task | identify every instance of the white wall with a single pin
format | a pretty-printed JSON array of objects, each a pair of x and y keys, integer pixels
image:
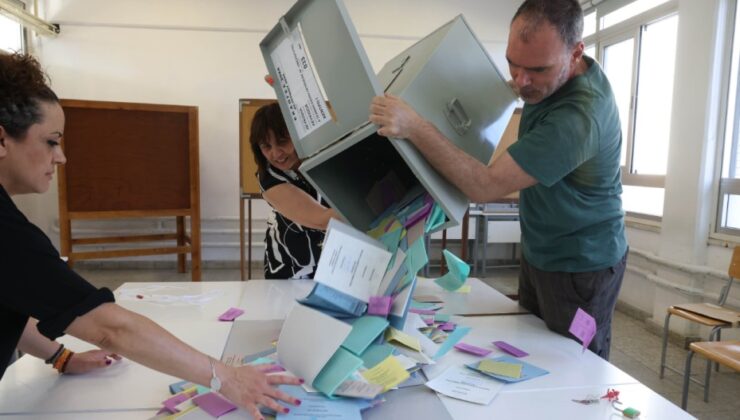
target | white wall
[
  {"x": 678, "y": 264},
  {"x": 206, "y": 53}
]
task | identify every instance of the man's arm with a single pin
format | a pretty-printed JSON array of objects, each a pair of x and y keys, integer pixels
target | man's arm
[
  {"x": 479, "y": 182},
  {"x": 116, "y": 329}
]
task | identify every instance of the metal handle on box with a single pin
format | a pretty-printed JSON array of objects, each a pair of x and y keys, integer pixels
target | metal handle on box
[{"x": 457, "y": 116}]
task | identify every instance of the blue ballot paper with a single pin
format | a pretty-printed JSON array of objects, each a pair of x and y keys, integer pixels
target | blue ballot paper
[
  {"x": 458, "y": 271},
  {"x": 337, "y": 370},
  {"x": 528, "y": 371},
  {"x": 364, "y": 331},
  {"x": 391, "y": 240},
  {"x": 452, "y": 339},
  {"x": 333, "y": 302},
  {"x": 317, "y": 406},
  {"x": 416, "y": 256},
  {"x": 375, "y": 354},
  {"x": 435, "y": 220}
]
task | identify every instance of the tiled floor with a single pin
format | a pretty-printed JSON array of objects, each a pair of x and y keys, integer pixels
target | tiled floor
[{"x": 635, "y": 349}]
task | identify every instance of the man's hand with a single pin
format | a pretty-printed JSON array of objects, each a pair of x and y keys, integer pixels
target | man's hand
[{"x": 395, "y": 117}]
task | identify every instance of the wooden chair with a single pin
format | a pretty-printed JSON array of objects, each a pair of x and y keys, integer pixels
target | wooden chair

▬▬▬▬▬▬▬▬▬▬

◆ Required work: Convert the lines from the one containing "task | identify every instance of the wooden" through the end of the records into a numbered list, leaving out any blank lines.

◆ Exercise answer:
1. task | identify every instance of the wooden chair with a single pin
2. format | a pretty-printed JSON array of objects, each a pair of x and y keys, integer pixels
3. target | wooden chair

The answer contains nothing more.